→ Text shown:
Narratives, General Advice


Topic Ideas

  • Any “first”: first time learning something, going somewhere, meeting somebody, or encountering a situation 
  • Difficult situations: any time that you had to make a tough choice, when you let someone down, or when someone let you down 
  • Challenging incidents: an event that challenged your values and beliefs 
  • Humorous event: any humorous or embarrassing moment that changed you or the way you think 
  • Incident charged with strong emotion: any event filled with strong feelings like love, fear, passion, hate, guilt, frustration, or pride 

What Not to Write About

  • Clichés: when you learned not to lie, steal, cheat, etc. 
  • Overdone ideas: the big game, prom, coming to college, etc…try to make your topic unique so that the reader gets a sense of who you are as opposed to you just sounding like everyone else 

Working with a Topic

Focus your topic on a small event rather than a large span of time 

  • Large: my senior trip to Cancun 
  • Small: my first time wakeboarding 

Try writing your topic using different sequences 

  • Chronological: the order events happened 
  • Flashback: start with the ending in present tense and flashback to what led up to it in the past tense 
  • Daydream/memory: go back and forth from the present to recalling something from the past 

Find a significance in your story 

  • DO NOT use clichés 
  • DO NOT write “the significance of this story is…” or “the moral of the story is…”

→ Dataset content:
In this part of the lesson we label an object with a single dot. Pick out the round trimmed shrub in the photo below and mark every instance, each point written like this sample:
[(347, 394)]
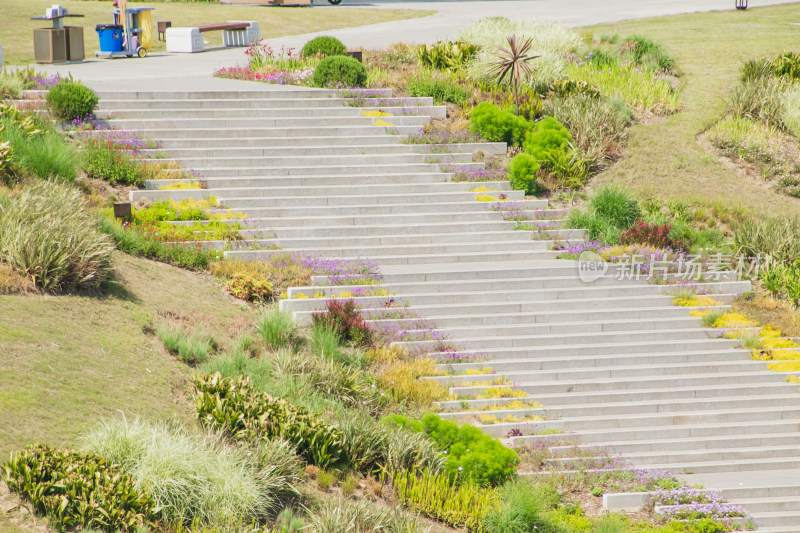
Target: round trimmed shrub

→ What this task involves: In the narrative writing advice, what example is given of a small event on which to focus a topic?

→ Written response: My first time wakeboarding.